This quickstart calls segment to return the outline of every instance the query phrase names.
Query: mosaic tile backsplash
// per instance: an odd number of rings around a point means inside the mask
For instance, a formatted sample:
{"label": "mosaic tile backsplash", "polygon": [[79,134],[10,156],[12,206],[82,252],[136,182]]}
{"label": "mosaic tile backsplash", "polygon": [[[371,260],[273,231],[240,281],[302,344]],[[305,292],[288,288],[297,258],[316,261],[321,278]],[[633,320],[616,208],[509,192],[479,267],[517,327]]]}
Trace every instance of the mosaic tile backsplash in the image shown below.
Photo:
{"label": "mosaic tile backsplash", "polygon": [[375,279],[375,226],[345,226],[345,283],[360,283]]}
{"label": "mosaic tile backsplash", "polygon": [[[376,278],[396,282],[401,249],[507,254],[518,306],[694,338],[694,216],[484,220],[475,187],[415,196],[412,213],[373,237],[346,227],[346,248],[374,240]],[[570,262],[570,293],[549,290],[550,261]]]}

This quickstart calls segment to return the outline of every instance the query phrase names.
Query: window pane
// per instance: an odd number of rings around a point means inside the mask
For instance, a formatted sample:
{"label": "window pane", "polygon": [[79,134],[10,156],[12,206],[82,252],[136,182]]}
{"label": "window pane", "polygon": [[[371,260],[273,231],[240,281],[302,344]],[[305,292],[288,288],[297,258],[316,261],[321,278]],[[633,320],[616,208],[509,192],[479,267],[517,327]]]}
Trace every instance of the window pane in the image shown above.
::::::::
## The task:
Please revise the entries above, replacing "quickstart" with "tutorial" everywhere and leaving all other text unchanged.

## The solution:
This tutorial calls segment to return the outline of every instance the query phrase names.
Query: mosaic tile backsplash
// per instance: an odd number of rings around a point means inside the mask
For instance, a formatted sample:
{"label": "mosaic tile backsplash", "polygon": [[79,134],[10,156],[12,206],[82,252],[136,182]]}
{"label": "mosaic tile backsplash", "polygon": [[[371,260],[273,231],[240,281],[302,344]],[[305,292],[288,288],[297,258],[316,261],[321,278]],[[633,320],[616,208],[509,192],[479,267],[517,327]]]}
Trace every instance of the mosaic tile backsplash in the image shown below.
Photo:
{"label": "mosaic tile backsplash", "polygon": [[375,279],[375,226],[345,226],[345,283],[360,283]]}
{"label": "mosaic tile backsplash", "polygon": [[[376,278],[396,282],[401,249],[507,254],[518,306],[694,338],[694,216],[484,220],[475,187],[415,196],[412,213],[373,237],[346,227],[346,248],[374,240]],[[570,262],[570,293],[549,290],[550,261]]]}

This tutorial calls segment to return the outline of every instance the query phrase names.
Query: window pane
// per instance: an odd number of rings around a point means inside the mask
For instance, a formatted sample:
{"label": "window pane", "polygon": [[79,134],[10,156],[12,206],[82,252],[136,182]]}
{"label": "window pane", "polygon": [[[371,260],[273,231],[240,281],[302,344]],[[305,292],[288,288],[297,258],[316,261],[321,278]],[[633,320],[616,208],[509,192],[479,267],[517,327]]]}
Trace every instance of the window pane in the image shown above.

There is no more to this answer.